* start *
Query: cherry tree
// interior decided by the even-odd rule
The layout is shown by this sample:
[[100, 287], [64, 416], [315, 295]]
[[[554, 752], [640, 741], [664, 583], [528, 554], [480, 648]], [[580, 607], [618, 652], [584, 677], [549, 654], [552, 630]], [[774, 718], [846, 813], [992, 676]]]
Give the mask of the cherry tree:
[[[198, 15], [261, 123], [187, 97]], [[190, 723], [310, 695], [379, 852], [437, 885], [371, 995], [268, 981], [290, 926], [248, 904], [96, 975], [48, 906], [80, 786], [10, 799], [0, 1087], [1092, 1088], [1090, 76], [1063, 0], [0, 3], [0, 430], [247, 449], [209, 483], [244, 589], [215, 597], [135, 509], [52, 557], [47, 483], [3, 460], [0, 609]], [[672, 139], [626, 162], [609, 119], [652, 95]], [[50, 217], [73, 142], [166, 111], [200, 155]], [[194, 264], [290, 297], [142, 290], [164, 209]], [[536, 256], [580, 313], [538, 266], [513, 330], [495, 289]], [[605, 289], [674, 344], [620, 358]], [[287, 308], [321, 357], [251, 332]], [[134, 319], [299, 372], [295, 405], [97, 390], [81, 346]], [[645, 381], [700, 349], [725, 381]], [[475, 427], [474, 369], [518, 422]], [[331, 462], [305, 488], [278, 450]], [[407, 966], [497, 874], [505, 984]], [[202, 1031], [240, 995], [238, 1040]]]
* end *
→ **EXERCISE**:
Retype all of the material above character for character, changing nothing.

→ **RESPONSE TO THE EXERCISE**:
Query: cherry tree
// interior decided by the even-odd rule
The layout is shown by this sample:
[[100, 287], [64, 416], [315, 295]]
[[[554, 752], [640, 741], [664, 583], [528, 554], [480, 648]], [[580, 607], [618, 652], [584, 677], [549, 654], [552, 630]], [[774, 718], [846, 813], [992, 676]]]
Give the mask of the cherry tree:
[[[198, 15], [261, 123], [187, 97]], [[190, 723], [310, 695], [379, 852], [437, 885], [371, 995], [268, 981], [290, 926], [248, 904], [96, 975], [48, 906], [80, 786], [10, 799], [0, 1087], [1092, 1088], [1090, 76], [1063, 0], [0, 3], [0, 430], [247, 449], [209, 483], [244, 589], [215, 597], [135, 509], [52, 557], [47, 483], [3, 460], [0, 609]], [[672, 139], [626, 162], [609, 119], [652, 95]], [[50, 217], [73, 142], [166, 111], [200, 155]], [[194, 264], [290, 297], [142, 290], [164, 209]], [[536, 256], [580, 313], [538, 266], [513, 330], [495, 289]], [[605, 289], [674, 344], [620, 358]], [[287, 308], [321, 357], [251, 332]], [[134, 319], [299, 372], [295, 405], [97, 390], [81, 346]], [[645, 381], [700, 349], [725, 381]], [[475, 427], [474, 369], [518, 422]], [[331, 462], [305, 488], [278, 450]], [[407, 966], [497, 874], [505, 984]], [[202, 1031], [240, 995], [238, 1040]]]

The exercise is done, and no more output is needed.